- 文章节选
=-=-=-=-=

说起婆婆,我和她相处的日子不多,她一直在老家呆着,年轻时,我们刚有了孩子,她也抽不出时间来看孩子,理由是家里有田地,二则是弟媳也快生了,她要在家照看那个呢,那时的她枝繁叶茂,精力充沛,也是一生中的好年华。婆婆一直是个爱美的人,每年几乎都要买上几件花衣服,有时我也给她买件,逢换季她必换衣服,花花绿绿的,到哪儿如一只花蛾子似的嘤嘤飞至,乱花渐欲迷人眼。婆婆还是个喜新厌旧的女人,有了新衣服,自此不穿旧的,不像家中奶奶似的,买了新衣服也要等到“串个门啊,有个事儿”时穿。婆婆那至于旧的衣服呢,也懒得洗,就堆着堆着,时间久了,就丢了,真是个不太会过日子的女人。
二
这“不会过日子”是奶奶在世时对婆婆的评语。奶奶一生只育公公一人,独生子自是拿着娇养,即使是过了门的媳妇,也是跟着沾光。奶奶在世时,婆婆基本上光去地里干活儿,家里的喂鸡鸭啊羊啊,猪啊,牛啊全不用婆婆管,衣服也不用洗,棉衣棉被的拆洗也是奶奶全包了。奶奶是小脚,不像婆婆似的天足,我印象中的她,梳着很整齐的白发,小脚多多多地在院子里忙活着。

=-=-=-=-=

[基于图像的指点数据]
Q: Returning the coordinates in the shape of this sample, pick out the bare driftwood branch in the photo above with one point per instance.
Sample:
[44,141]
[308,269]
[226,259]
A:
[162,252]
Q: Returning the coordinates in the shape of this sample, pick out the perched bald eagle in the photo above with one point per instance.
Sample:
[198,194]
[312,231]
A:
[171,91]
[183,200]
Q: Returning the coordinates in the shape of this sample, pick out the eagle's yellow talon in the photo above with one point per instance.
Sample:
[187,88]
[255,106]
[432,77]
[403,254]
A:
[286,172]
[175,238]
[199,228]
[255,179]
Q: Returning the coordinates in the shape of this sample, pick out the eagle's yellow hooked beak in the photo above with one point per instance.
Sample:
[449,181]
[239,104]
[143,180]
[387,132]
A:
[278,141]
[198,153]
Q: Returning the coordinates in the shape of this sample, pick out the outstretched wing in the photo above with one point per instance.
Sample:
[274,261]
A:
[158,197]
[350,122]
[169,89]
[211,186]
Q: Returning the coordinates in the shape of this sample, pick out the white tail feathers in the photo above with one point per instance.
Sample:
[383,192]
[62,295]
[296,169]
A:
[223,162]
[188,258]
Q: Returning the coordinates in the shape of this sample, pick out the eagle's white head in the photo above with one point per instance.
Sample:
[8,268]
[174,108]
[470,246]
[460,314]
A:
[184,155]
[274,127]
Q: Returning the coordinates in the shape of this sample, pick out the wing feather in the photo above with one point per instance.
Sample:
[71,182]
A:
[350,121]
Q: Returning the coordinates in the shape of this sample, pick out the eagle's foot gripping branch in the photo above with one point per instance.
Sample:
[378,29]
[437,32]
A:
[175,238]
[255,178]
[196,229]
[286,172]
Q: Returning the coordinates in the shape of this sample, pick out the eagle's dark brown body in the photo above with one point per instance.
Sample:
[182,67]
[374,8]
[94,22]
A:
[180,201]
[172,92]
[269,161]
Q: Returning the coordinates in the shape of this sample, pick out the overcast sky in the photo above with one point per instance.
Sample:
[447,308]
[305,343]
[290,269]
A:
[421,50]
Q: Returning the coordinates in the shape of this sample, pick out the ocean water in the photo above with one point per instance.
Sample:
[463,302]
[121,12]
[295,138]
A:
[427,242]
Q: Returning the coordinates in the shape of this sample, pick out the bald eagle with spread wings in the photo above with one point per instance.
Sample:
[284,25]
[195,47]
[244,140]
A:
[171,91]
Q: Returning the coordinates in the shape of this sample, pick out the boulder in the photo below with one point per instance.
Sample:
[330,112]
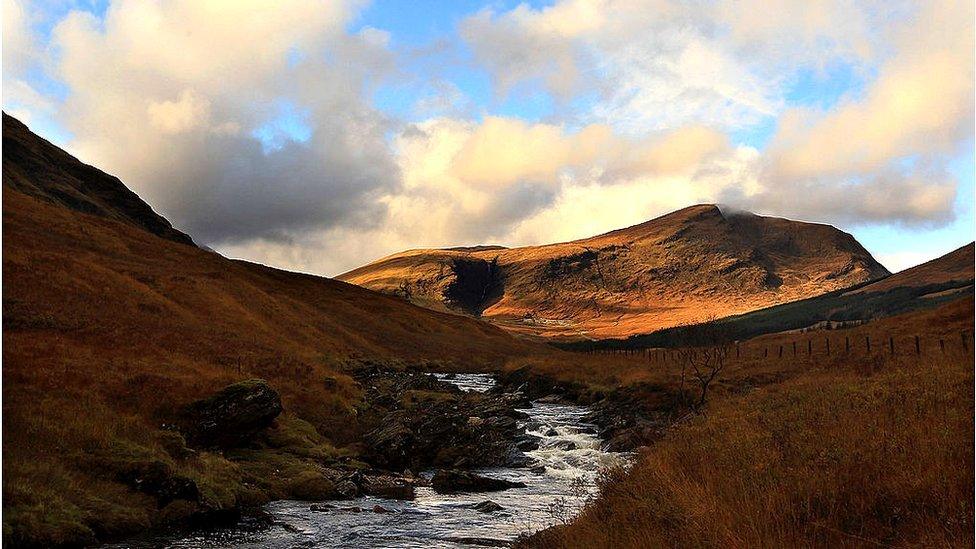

=-=-=-=-=

- 任务说明 1
在写婆婆的这篇节选里，奶奶在世时给婆婆下的评语是什么？
- 任务说明 2
请把写婆婆的这篇节选中以“这‘不会过日子’是奶奶在世时”开头的那一段改写得更简短，保留其主要事实。
- 任务说明 3
请接着写婆婆的这篇节选，从最后一句之后续写下去。
这些数据行取自另一来源。

- 回答 1
奶奶的评语是婆婆“不会过日子”。

- 回答 2
“不会过日子”是奶奶在世时对婆婆的评语。奶奶只生了公公一个儿子，对他十分娇养，婆婆作为儿媳也跟着沾光。奶奶在世时，婆婆基本只下地干活。喂鸡鸭羊猪牛、洗衣服、拆洗棉衣棉被，都由奶奶包揽。奶奶是小脚，婆婆是天足。在“我”的印象中，奶奶白发梳得整齐，总在院子里忙活。

- 回答 3
有奶奶的日子,是我在婆婆家很温暖的记忆。尽管那时候日子拮据,但我们每次回家,婆婆都要为我们擀面条或烙菜饼,记得有次我说她摊的菜饼好吃,以后每次回家,都能吃上香喷喷热乎乎的菜饼。到现在我还记得奶奶踮着小脚,把切得细细的韭菜摊开在一张溜圆的饼上,然后把个鸡蛋一手往面板的锐角上一磕,然后迅速地倒在菜的中心处,盖被子似的盖上另一叶大小相同的薄饼。硕大的铁锅底填了柴火,烤得干热,奶奶浇了一大勺子油,然后把个饼呱嗒放进锅里,一会儿香气就出来了,奶奶的手不怕烫,她下手迅速地翻转过来,一会儿就熟了,放在菜板上,切开,一个荷包蛋被切开,黄白相间,像个调皮的眼睛眨呀眨的。
我帮着笨手笨脚地烧火,奶奶说,别烧了,赶紧地趁热,吃菜饼去。而我们回时,奶奶必装上几页菜饼要我们带着。
而奶奶离世后,我们再回家,即使是之前打过电话的,但婆婆从未烙过菜饼,即便是偶尔赶上回家正在包包子,她那调的馅儿,粗腿大棒的韭菜叶子与同样规格的大肉片子相得益彰,同样豪放。因此,我们也就默认不在家吃饭,只是回去看看。
奶奶一生要强,干净。她的衣服一直自己洗,是个很利索的老太太。躺倒了半年,就离世了。享年八十一岁。死于心衰。公公照顾,一个男人照顾母亲,自然是粗枝大叶的,特别是久病床前,也是有些疲沓。我记得后来输液时,有次拔了针头后,他忘了摁住,结果鲜红的血液汩汩地流,恰好我们回家,看到这情况慌忙摁住,惟一地一次,奶奶当我们的面,流着眼泪骂公公。
说实话,我对奶奶还是有些感情的,且不说她的菜饼,荷包鸡蛋面条,让我们逢回家吃到肚子里暖暖的;就是那些给孩子做的大小的棉衣棉裤,絮得平平展展,针脚大小均匀,让孩子度过了一个又一个寒冷的冬天,我就充满感激。因此,投之以李,报之以桃,每每给奶奶买点东西,也不心疼,而且奶奶每次都客气得不得了,嫌我们乱花钱,她一个老太婆,穿什么好衣服?吃什么好东西呢?要我们攒着,说以后用钱的地方多着呢。也就那次,我给奶奶沏蜜水,喂她,奶奶把她之前的了陪嫁的银耳环啊,银镯子类的一个小小包包给了我。现在每每打开,与先生谈论起奶奶,总不忍唏嘘。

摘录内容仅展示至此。